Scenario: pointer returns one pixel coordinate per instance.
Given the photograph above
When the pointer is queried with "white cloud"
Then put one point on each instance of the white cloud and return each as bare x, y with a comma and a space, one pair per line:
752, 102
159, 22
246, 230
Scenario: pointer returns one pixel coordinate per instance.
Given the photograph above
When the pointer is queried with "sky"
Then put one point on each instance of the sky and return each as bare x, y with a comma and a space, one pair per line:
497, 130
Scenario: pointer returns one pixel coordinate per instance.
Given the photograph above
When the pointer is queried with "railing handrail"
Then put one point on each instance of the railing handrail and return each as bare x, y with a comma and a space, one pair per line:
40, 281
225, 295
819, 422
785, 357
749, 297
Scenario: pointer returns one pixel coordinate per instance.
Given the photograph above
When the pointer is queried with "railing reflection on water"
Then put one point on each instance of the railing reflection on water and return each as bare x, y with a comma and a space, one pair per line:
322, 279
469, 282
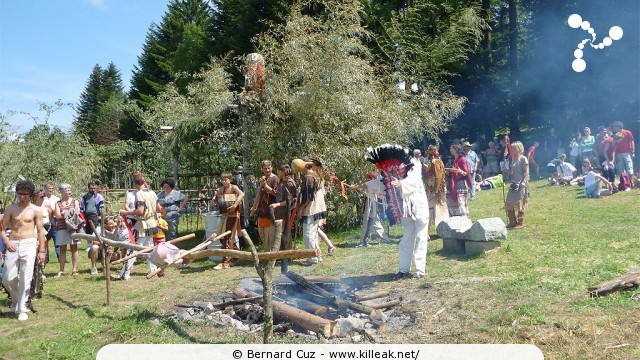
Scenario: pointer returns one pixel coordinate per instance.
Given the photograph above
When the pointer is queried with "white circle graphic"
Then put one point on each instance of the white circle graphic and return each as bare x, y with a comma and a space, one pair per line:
574, 21
578, 65
615, 33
===
## About this task
Please print the listing above again word for word, without its pictures.

## Solved problem
Scenario: pointer returns one pixel coordinate per instance.
Given the photograph above
When the pointer is queried with "white cloud"
Then put one point on each instance of the white cloud and return each as bare x, y with a comma and a space, one pair per line:
752, 102
159, 22
246, 230
Scenario: pointer returns one pixel coordinate per instance.
Given the photograph above
When the pointer is queried with "sky"
Then put one point on each instance of the sky and return each as bare x, y with a comma and a space, one pair per line:
497, 130
Scenario: pointer returns one pixel coordinate per instance.
Given the photograph above
When the pointer is queried with "railing handrail"
Then put one point on each instance of the railing handrail and return each as bare x, y with a comma and a space, one pair per line:
40, 281
225, 295
819, 422
785, 357
749, 297
Scenario: pointer returns one pixel coordinate per instance.
Given the photograph above
When the pointer is queried with "railing reflection on water"
Then put one point on each instance of the railing reflection on water and return each as bare x, y with a comma and a space, one pair per line:
322, 279
469, 282
Scenario: pointer returns one pixel coordinate per instance.
Given the photograph above
When the pointer is queried with "white circle graphic"
Then put one point on each instance of the white circle graphic and return each as bare x, y with a comma and a space, one pair per line:
574, 21
578, 65
615, 33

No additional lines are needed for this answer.